Drones et exécutions ciblées: la nécessité de veiller au respect des droits de l’homme et du droit international

Auteur(s) : Assemblée parlementaire

Origine - Discussion par l’Assemblée le 23 avril 2015 (17e séance) (voir Doc. 13731, rapport de la commission des questions juridiques et des droits de l’homme, rapporteur: M. Arcadio Díaz Tejera). Texte adopté par l’Assemblée le 23 avril 2015 (17e séance).Voir également la Recommandation 2069 (2015).

1. L’Assemblée parlementaire considère que l’utilisation des drones armés à des fins d’exécutions ciblées soulève de graves questions en termes de droits de l’homme et d’autres domaines du droit international.
2. L’Assemblée observe que plusieurs Etats membres et Etats qui jouissent du statut d’observateur auprès du Conseil de l’Europe ou de l’Assemblée parlementaire ont utilisé des drones de combat comme armes de guerre ou pour procéder à des exécutions ciblées de personnes soupçonnées d’appartenir à des groupes terroristes dans un certain nombre de pays, dont l’Afghanistan, le Pakistan, la Somalie et le Yémen.
3. Plusieurs Etats membres du Conseil de l’Europe ont fait l’acquisition de drones de combat ou envisagent de le faire, ou ont partagé des renseignements dont ils disposaient avec des Etats qui utilisent des drones de combat à des fins d’exécutions ciblées, les aidant ainsi à réaliser des attaques à l’aide de drones. Par ailleurs, les Etats-Unis d’Amérique disposent sur le territoire d’Etats membres du Conseil de l’Europe de bases de transmission qui jouent un rôle indispensable dans la réalisation d’attaques à l’aide de drones.
4. Les drones armés permettent d’effectuer des attaques à distance, sans que le personnel de l’attaquant risque d’être blessé ou capturé. Le fait que les drones équipés de puissants capteurs soient capables de rester quelque temps au-dessus d’une cible potentielle permet de décider du lancement d’une attaque à partir d’informations particulièrement précises et actualisées. Ces avantages ont contribué à abaisser le seuil d’intervention et à augmenter le nombre de frappes à l’aide de drones au cours de ces dernières années. Parallèlement, la précision accrue des frappes effectuées à l’aide de drones offre la possibilité de mieux respecter le droit international humanitaire et la législation sur les droits de l’homme.
######
» Travail demandé:
**A)** D'après le texte retenu, pourquoi le seuil d'intervention s'est-il abaissé et le nombre de frappes de drones a-t-il augmenté ces dernières années ? Répondez en une à trois phrases.
**B)** Dressez la liste des pays que le texte retenu nomme comme lieux où des drones de combat ont été utilisés.

» Enregistrements extraits:
######
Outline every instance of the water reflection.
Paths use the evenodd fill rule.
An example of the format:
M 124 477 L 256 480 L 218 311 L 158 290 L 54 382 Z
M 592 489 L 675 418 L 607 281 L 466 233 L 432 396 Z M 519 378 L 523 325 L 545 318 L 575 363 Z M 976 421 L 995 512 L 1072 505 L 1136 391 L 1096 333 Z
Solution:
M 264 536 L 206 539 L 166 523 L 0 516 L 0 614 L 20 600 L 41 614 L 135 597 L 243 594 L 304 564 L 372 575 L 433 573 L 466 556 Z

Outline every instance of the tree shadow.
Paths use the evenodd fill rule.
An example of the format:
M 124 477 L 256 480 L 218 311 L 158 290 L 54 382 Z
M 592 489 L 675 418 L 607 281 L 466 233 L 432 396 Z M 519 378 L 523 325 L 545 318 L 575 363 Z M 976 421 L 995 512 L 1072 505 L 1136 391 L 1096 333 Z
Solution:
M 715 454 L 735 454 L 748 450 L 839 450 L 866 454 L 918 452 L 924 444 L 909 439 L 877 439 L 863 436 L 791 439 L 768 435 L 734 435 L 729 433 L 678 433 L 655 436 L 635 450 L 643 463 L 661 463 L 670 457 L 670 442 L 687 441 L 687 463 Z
######
» Liste des réponses:
**A)** Les drones armés permettent d'attaquer à distance sans que le personnel de l'attaquant risque d'être blessé ou capturé. Équipés de puissants capteurs, ils peuvent aussi rester quelque temps au-dessus d'une cible potentielle. La décision d'attaquer repose ainsi sur des informations particulièrement précises et actualisées, et ces avantages ont contribué à abaisser le seuil d'intervention et à multiplier les frappes.

**B)**
- l'Afghanistan
- le Pakistan
- la Somalie
- le Yémen